- The request: Transcribe exactly the lines from the one holding "Tag one spot per instance of the white" to the end of the data below, including both of those lines and no others.
[Begin Records]
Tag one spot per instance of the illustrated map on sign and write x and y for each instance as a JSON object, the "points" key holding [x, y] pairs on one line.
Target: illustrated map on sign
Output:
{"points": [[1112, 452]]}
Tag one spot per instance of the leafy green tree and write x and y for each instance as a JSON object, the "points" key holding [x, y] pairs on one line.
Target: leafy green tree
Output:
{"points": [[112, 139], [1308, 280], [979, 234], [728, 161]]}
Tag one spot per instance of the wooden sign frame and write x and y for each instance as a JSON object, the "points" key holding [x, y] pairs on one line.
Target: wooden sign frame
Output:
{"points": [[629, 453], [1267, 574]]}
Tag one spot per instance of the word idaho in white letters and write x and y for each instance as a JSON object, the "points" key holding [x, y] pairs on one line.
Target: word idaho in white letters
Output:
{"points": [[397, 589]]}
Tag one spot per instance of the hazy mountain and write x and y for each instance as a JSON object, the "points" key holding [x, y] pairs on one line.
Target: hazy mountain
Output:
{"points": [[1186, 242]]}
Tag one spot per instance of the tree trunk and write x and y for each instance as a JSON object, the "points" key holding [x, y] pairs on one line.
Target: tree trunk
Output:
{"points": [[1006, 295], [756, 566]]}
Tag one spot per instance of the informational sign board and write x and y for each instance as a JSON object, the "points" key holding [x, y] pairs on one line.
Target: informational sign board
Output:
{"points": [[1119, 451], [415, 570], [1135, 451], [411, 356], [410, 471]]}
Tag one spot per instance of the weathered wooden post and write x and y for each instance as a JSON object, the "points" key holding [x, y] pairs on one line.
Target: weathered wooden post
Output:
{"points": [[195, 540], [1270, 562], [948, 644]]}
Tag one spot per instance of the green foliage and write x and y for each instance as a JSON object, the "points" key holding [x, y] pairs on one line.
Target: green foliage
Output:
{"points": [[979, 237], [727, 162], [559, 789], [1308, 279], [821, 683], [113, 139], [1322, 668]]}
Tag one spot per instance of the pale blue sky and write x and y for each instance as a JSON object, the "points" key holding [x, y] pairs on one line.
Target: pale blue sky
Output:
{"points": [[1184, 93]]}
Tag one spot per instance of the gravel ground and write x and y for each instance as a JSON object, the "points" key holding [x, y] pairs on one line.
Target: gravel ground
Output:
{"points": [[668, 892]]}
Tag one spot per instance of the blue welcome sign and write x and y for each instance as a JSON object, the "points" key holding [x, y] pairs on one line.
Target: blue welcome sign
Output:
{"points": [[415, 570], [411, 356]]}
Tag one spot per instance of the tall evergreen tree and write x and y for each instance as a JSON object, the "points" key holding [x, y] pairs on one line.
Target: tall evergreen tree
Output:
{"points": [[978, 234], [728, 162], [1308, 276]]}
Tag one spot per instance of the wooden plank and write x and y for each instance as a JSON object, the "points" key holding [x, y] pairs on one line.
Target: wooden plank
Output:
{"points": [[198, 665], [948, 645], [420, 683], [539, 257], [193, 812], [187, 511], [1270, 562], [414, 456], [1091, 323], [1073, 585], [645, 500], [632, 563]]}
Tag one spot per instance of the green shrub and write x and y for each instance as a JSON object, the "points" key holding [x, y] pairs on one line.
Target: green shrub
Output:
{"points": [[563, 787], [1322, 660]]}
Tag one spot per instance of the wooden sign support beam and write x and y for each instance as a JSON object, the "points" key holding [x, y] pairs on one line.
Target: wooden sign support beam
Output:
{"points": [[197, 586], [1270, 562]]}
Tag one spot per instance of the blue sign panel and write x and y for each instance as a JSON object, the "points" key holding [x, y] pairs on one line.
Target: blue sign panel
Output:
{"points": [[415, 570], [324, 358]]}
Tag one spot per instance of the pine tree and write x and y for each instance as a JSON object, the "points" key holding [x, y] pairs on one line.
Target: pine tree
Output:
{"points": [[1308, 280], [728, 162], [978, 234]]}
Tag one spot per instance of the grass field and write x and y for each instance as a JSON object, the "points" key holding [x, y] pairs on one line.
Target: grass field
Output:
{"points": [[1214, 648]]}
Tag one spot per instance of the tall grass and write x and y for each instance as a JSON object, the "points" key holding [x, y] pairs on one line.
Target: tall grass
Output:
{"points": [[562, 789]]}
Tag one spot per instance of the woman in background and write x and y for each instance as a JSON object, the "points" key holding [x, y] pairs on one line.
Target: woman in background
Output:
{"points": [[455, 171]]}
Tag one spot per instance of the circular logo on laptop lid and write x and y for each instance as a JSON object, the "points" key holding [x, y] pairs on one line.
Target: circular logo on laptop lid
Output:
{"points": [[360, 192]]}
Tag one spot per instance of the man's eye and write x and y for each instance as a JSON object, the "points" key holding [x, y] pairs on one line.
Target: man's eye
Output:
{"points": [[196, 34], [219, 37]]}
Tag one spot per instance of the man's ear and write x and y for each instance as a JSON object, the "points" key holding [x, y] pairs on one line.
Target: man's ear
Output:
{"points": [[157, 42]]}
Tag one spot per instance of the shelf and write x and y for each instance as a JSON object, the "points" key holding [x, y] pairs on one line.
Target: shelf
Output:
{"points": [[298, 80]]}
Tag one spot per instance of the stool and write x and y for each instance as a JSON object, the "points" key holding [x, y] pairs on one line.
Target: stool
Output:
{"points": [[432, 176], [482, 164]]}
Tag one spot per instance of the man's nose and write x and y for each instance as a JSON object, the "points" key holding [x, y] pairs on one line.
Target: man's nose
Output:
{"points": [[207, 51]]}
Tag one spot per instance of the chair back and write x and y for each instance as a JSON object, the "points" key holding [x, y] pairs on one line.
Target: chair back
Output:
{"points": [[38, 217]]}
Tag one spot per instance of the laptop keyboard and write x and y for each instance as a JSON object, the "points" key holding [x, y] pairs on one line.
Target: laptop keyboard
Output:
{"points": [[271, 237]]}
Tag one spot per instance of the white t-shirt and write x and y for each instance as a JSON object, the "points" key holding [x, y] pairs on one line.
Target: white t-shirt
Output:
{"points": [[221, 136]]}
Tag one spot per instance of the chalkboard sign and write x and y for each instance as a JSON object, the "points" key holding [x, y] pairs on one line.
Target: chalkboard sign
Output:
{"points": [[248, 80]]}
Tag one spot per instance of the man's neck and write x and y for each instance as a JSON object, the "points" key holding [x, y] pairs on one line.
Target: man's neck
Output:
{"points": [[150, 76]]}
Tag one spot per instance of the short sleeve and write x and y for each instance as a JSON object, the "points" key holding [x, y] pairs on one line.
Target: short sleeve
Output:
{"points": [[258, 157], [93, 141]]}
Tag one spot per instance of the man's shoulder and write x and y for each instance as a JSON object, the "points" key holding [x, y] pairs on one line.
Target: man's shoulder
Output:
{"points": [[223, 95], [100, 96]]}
[End Records]
- Expected output:
Tag one spot per instance of the white t-shirt and write x and y for each instance as a JSON object, the "points" key holding [x, y] pairs on one line.
Target: white t-shirt
Output:
{"points": [[221, 136]]}
Tag one spot per instance of the chalkboard sign and write x and y for each instance as a JSON object, the "points" key holding [x, y] pairs on one line.
Target: chalkboard sign
Output:
{"points": [[248, 80]]}
Tag one spot per instance of the man's neck and write x and y for each instance as a JSON object, the "points" key holding [x, y] pairs on one line.
Target: man's neck
Output:
{"points": [[150, 76]]}
Tag one spot per instance of the short sleeve and write x and y for each instance as a JSON object, the "points" key holding [x, y] pairs on one line.
Target: short sleeve
Output:
{"points": [[258, 157], [93, 141]]}
Tag one spot per instance of the man's shoulder and write x and y for each instance as a JSON object, the "points" key holding [x, y] pairs on one line.
Target: man's shoulder
Output:
{"points": [[223, 95], [100, 96]]}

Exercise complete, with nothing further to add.